[Start of Attachment]
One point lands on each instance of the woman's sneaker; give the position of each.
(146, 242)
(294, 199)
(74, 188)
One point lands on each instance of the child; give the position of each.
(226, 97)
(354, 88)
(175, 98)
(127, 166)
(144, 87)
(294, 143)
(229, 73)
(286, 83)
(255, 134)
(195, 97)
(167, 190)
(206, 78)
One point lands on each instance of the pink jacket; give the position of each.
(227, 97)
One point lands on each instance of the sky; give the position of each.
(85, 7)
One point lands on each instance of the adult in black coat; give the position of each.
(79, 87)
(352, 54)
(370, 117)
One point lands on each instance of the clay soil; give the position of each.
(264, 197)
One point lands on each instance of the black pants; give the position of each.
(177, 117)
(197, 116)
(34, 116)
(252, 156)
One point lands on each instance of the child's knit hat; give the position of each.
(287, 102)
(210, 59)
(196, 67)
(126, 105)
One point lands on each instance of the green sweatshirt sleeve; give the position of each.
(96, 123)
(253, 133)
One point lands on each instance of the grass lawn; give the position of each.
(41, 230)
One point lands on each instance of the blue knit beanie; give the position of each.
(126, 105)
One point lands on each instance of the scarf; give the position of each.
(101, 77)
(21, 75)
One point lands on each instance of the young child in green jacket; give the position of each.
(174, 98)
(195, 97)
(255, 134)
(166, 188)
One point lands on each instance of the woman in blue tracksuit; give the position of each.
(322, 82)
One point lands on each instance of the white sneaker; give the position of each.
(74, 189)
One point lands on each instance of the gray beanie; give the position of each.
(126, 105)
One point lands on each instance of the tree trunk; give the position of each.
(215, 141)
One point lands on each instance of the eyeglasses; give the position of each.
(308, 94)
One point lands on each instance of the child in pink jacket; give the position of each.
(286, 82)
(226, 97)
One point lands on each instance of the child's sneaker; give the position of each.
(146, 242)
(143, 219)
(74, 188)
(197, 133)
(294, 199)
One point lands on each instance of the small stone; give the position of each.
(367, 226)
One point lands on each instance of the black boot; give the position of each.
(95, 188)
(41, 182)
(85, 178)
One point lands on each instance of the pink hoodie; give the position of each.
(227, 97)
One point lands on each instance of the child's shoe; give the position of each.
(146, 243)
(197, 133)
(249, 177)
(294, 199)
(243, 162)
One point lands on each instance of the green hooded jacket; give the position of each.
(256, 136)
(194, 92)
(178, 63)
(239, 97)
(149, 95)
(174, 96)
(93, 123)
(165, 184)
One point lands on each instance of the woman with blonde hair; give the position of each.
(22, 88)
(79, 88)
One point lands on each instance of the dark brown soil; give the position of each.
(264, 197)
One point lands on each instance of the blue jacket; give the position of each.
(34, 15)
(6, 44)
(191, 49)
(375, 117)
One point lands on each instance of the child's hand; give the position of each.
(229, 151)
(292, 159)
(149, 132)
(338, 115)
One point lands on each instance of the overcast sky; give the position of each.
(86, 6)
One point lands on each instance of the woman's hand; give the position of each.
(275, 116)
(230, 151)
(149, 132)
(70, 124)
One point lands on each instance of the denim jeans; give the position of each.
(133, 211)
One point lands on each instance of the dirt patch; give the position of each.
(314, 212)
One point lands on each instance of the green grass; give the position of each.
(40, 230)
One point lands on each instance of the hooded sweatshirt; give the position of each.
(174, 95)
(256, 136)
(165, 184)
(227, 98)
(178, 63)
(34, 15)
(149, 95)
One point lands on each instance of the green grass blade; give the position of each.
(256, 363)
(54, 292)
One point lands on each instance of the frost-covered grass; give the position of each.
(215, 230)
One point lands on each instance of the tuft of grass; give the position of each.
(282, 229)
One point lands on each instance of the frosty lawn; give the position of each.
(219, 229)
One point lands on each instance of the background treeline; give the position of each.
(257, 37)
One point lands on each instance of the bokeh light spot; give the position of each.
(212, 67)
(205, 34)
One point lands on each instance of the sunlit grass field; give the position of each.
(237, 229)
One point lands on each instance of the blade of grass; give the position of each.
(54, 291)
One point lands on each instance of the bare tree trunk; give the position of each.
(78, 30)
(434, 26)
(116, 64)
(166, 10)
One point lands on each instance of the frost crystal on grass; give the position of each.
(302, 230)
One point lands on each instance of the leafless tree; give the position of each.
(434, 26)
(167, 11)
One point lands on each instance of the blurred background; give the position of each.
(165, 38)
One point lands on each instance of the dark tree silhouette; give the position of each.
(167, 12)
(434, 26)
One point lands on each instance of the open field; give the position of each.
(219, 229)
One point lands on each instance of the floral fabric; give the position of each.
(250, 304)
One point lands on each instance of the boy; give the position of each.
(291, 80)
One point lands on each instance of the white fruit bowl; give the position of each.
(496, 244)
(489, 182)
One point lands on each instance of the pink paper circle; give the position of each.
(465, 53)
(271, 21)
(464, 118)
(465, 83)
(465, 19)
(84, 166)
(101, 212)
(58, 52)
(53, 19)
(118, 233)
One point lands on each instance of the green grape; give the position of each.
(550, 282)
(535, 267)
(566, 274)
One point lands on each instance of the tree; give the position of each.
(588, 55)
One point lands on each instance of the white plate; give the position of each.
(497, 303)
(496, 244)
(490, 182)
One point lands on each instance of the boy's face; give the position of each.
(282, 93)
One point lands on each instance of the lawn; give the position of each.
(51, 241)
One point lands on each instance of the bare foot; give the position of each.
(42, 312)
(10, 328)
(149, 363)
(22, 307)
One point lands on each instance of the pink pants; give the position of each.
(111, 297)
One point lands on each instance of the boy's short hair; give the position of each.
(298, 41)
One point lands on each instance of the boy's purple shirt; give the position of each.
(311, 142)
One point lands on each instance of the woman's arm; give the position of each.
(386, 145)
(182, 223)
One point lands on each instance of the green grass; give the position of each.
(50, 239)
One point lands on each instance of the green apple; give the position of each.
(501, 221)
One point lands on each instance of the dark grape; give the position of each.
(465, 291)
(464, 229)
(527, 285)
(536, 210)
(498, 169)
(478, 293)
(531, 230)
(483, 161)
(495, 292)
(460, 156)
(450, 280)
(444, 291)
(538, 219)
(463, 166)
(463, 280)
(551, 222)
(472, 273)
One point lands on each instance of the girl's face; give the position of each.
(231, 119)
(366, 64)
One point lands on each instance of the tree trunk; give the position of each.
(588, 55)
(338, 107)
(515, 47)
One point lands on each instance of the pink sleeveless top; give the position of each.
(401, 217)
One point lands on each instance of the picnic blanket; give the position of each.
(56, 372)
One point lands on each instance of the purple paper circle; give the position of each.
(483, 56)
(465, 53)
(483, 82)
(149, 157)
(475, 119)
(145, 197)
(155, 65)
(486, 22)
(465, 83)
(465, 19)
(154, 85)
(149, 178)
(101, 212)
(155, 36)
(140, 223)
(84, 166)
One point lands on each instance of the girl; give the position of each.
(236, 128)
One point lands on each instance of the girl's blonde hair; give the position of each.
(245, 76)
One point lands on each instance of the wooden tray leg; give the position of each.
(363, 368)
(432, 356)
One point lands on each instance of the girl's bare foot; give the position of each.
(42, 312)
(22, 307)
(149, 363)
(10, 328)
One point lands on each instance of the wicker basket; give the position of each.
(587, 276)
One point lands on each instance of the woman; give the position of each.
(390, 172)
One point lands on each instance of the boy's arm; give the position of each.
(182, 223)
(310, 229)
[End of Attachment]
■ Task to carry out
All the data above must be copied again. Leave nothing out.

■ Answer space
One point lands on each instance of the woman's sneaker; give the position of each.
(146, 242)
(294, 199)
(74, 188)
One point lands on each instance of the child; give the position of each.
(226, 97)
(354, 88)
(175, 98)
(127, 166)
(144, 87)
(294, 143)
(229, 73)
(286, 83)
(255, 134)
(195, 97)
(167, 190)
(206, 78)
One point lands on each instance of the pink jacket; give the position of each.
(227, 97)
One point lands on each instance of the sky; give the position of each.
(85, 7)
One point lands on each instance of the adult in black coat; give the position of each.
(79, 87)
(352, 54)
(370, 117)
One point lands on each instance of the clay soil; give the position of each.
(264, 197)
One point lands on each instance of the black pants; give the position of each.
(177, 117)
(197, 116)
(34, 116)
(252, 156)
One point lands on each instance of the child's knit hat; give the position of each.
(287, 102)
(210, 59)
(196, 67)
(126, 105)
One point lands on each instance of the green sweatshirt sleeve; give the position of each.
(96, 123)
(253, 133)
One point lands on each instance of the grass lawn; give the position of each.
(41, 230)
One point lands on each instance of the blue knit beanie; give the position of each.
(126, 105)
One point lands on each instance of the scarf; give the position of each.
(101, 77)
(21, 75)
One point lands on each instance of the young child in green jacket; give the position of each.
(174, 98)
(195, 97)
(255, 134)
(166, 188)
One point lands on each instance of the woman in blue tracksuit; give the position of each.
(322, 82)
One point lands on each instance of the white sneaker; give the position of each.
(74, 189)
One point lands on each instance of the gray beanie; give the position of each.
(126, 105)
One point lands on each instance of the tree trunk; give the position of each.
(215, 141)
One point lands on each instance of the eyeglasses; give the position of each.
(308, 94)
One point lands on each instance of the child in pink jacket; give the position of each.
(286, 82)
(226, 97)
One point lands on each instance of the child's sneaker; give the position of each.
(146, 242)
(143, 219)
(74, 188)
(197, 133)
(294, 199)
One point lands on each instance of the small stone; give the position of each.
(367, 226)
One point lands on each instance of the black boot; give the position of each.
(95, 188)
(41, 182)
(85, 178)
One point lands on each instance of the pink hoodie; give the position of each.
(227, 97)
One point lands on each instance of the child's shoe; give the position of each.
(146, 243)
(197, 133)
(249, 177)
(294, 199)
(243, 162)
One point lands on each instance of the green hooded jacket; give the position of each.
(256, 136)
(194, 92)
(178, 63)
(239, 97)
(149, 95)
(174, 96)
(93, 123)
(165, 184)
One point lands on each instance of the woman with blonde hair; give the position of each.
(22, 88)
(79, 88)
One point lands on each instance of the dark brown soil; give the position of each.
(264, 197)
One point lands on each instance of the blue jacket; give the position of each.
(34, 15)
(6, 44)
(191, 49)
(375, 117)
One point lands on each instance of the child's hand; give the position of each.
(229, 151)
(292, 159)
(149, 132)
(338, 115)
One point lands on each instance of the overcast sky; give the position of each.
(86, 6)
One point lands on each instance of the woman's hand; give the position of each.
(275, 116)
(230, 151)
(149, 132)
(70, 124)
One point lands on each instance of the denim jeans; give the position of each.
(133, 211)
One point lands on each instance of the dirt patch; give the position of each.
(314, 212)
One point lands on each instance of the green grass; give the position of each.
(40, 230)
One point lands on each instance of the hooded sweatshirt; give the position of each.
(174, 95)
(256, 136)
(165, 184)
(227, 98)
(178, 63)
(34, 15)
(149, 95)
One point lands on each instance of the green grass blade; give the position of each.
(256, 363)
(54, 292)
One point lands on each instance of the frost-covered grass; give the position of each.
(215, 230)
One point lands on each instance of the tuft of grass; give the position of each.
(282, 229)
One point lands on each instance of the frosty lawn; give the position of each.
(219, 229)
One point lands on each instance of the background treeline; give the position of each.
(257, 37)
One point lands on each instance of the bokeh light spot; give the position of each.
(212, 67)
(205, 34)
One point lands on each instance of the sunlit grass field; give the position of each.
(237, 229)
One point lands on each instance of the blade of grass; give the position of each.
(54, 291)
One point lands on each instance of the bare tree trunk; give the position of each.
(78, 30)
(434, 26)
(116, 64)
(166, 10)
One point lands on each instance of the frost crystal on grass; give the position of each.
(302, 230)
One point lands on each instance of the leafless tree; give the position of each.
(434, 26)
(167, 11)
One point lands on each instance of the blurred background; give the position of each.
(165, 38)
One point lands on each instance of the dark tree silhouette; give the position of each.
(167, 12)
(434, 26)
One point lands on each instance of the open field; give the position of each.
(219, 229)
One point lands on each instance of the floral fabric; give the position of each.
(250, 304)
One point lands on each instance of the boy; give the position of each.
(291, 80)
One point lands on each instance of the white fruit bowl; give the position of each.
(496, 244)
(489, 182)
One point lands on each instance of the pink paper circle; give the position of each.
(465, 53)
(271, 21)
(464, 118)
(465, 83)
(465, 19)
(84, 166)
(101, 212)
(58, 52)
(53, 19)
(118, 233)
One point lands on each instance of the green grape; give the position of each.
(550, 282)
(535, 267)
(566, 274)
One point lands on each instance of the tree; give the position of each.
(588, 55)
One point lands on each instance of the white plate; give the position of each.
(497, 303)
(496, 244)
(490, 182)
One point lands on each instance of the boy's face; give the position of each.
(282, 93)
One point lands on each instance of the lawn; give the position of each.
(51, 241)
One point lands on each instance of the bare foot; give the position of each.
(42, 312)
(10, 328)
(149, 363)
(22, 307)
One point lands on each instance of the pink pants; give the position of each.
(111, 297)
One point lands on each instance of the boy's short hair; give the position of each.
(298, 41)
One point lands on each instance of the boy's purple shirt; give the position of each.
(311, 142)
One point lands on each instance of the woman's arm; give the position of each.
(386, 145)
(182, 223)
One point lands on each instance of the green grass; give the position of each.
(50, 239)
One point lands on each instance of the green apple; give the position of each.
(501, 221)
One point lands on each instance of the dark grape; give the position of each.
(465, 291)
(464, 229)
(527, 285)
(536, 210)
(498, 169)
(478, 293)
(531, 230)
(483, 161)
(495, 292)
(460, 156)
(450, 280)
(444, 291)
(538, 219)
(463, 166)
(463, 280)
(551, 222)
(472, 273)
One point lands on each instance of the girl's face; give the position of each.
(231, 119)
(366, 64)
One point lands on each instance of the tree trunk; give the position of each.
(588, 55)
(338, 107)
(515, 47)
One point lands on each instance of the pink sleeveless top; give the position of each.
(401, 217)
One point lands on each instance of the picnic blanket; give the position of each.
(56, 372)
One point lands on each instance of the purple paper circle; give the position of each.
(483, 56)
(465, 53)
(483, 82)
(149, 157)
(475, 119)
(145, 197)
(155, 65)
(486, 22)
(465, 83)
(465, 19)
(154, 85)
(149, 178)
(101, 212)
(155, 36)
(140, 223)
(84, 166)
One point lands on each instance of the girl; give the position of each.
(236, 128)
One point lands on each instance of the girl's blonde hair; give the position of each.
(245, 76)
One point lands on each instance of the wooden tray leg; give the position of each.
(363, 368)
(432, 356)
One point lands on each instance of the girl's bare foot; give the position of each.
(42, 312)
(22, 307)
(149, 363)
(10, 328)
One point lands on each instance of the wicker basket; give the position of each.
(587, 276)
One point lands on each instance of the woman; give the position of each.
(390, 172)
One point lands on each instance of the boy's arm; give the position of each.
(182, 223)
(310, 229)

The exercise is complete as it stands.